== Task description ==
Answer these from the lecture notes on model fitting and optimization below, one per line:
1. Which three kinds of functions make up an optimization problem?
2. What mathematical model is given for model fitting?
3. In the Gaussian noise model, what distribution does the noise n follow?

== Passage for review ==

跳转至

Lec.04: Model Fitting and Optimization

Optimization

  1. objective function, inequality constraint functions, equality constraint functions $$ \begin{aligned}\text{minimize} & f_0(x)\newline \text{subject to} & f_i(x)\leq0,\quad i=1,\ldots,m\newline &g_i(x)=0,\quad i=1,\ldots,p\end{aligned} $$

    Example

    image-20241010104206403

  2. Model fitting: a mathematical model \(b=f_x(a)\)

  3. MSE: \(\widehat{x}=\underset{x}{\operatorname*{argmin}}\Sigma_i(b_i-a_i^Tx)^2\)

    • Why MSE: 对噪声没有任何先验知识情况下,认为各种噪声的和是高斯噪声
    • Gaussian noise: \(b_i=a_i^Tx+n,n\sim G(0,\sigma)\)

== Provided data ==

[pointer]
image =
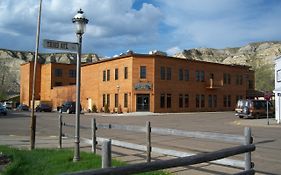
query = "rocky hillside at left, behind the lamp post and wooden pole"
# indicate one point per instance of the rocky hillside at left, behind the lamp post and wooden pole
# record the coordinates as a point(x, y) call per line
point(10, 62)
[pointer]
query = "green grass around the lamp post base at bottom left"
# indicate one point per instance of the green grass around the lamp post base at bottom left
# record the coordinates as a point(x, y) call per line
point(51, 161)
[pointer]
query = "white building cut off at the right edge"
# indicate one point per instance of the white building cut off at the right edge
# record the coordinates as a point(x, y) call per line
point(277, 89)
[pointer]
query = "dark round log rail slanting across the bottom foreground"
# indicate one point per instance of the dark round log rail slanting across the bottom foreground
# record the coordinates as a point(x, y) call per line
point(164, 164)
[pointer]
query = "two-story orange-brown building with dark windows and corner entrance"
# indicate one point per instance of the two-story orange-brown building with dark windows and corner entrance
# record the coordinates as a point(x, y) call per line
point(155, 83)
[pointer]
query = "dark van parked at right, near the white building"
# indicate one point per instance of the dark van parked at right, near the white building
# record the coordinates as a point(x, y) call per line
point(253, 108)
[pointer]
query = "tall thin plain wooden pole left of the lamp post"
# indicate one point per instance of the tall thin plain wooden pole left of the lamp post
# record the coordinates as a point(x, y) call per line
point(33, 117)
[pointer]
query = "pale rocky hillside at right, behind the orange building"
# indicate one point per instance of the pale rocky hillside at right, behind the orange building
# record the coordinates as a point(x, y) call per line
point(260, 56)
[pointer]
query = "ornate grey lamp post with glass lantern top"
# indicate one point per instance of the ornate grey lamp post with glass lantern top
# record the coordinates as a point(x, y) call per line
point(80, 21)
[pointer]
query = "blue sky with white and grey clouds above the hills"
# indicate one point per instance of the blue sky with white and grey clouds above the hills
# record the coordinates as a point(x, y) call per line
point(116, 26)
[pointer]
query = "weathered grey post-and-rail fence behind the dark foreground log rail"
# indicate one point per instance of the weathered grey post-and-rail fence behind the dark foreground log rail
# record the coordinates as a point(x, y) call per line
point(243, 140)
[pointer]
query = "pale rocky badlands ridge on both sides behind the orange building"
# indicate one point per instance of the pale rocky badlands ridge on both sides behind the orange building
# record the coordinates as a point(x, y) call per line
point(260, 56)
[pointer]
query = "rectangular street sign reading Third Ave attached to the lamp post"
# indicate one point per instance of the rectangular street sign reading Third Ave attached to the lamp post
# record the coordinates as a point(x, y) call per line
point(60, 45)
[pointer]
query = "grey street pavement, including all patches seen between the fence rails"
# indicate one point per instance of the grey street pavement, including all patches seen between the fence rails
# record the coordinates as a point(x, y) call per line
point(267, 137)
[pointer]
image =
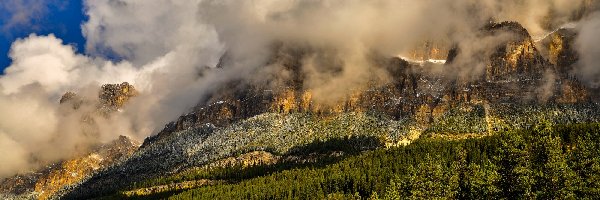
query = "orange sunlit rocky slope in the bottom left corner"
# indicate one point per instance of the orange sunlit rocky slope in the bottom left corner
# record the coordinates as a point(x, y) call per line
point(45, 183)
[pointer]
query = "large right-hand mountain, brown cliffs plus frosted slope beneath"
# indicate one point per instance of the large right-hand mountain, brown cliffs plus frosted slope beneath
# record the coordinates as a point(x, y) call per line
point(524, 82)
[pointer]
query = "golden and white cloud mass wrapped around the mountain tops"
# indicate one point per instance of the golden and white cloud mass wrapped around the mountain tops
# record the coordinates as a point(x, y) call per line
point(161, 47)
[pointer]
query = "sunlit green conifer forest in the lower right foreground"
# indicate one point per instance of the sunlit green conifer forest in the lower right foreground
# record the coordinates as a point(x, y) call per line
point(543, 162)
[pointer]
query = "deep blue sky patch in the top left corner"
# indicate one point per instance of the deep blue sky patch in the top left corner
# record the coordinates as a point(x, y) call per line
point(19, 18)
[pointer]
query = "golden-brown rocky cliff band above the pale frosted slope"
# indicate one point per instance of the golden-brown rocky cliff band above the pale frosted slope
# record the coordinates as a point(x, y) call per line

== Your response ==
1. Objective function, inequality constraint functions, and equality constraint functions
2. b = f_x(a)
3. n ~ G(0, σ)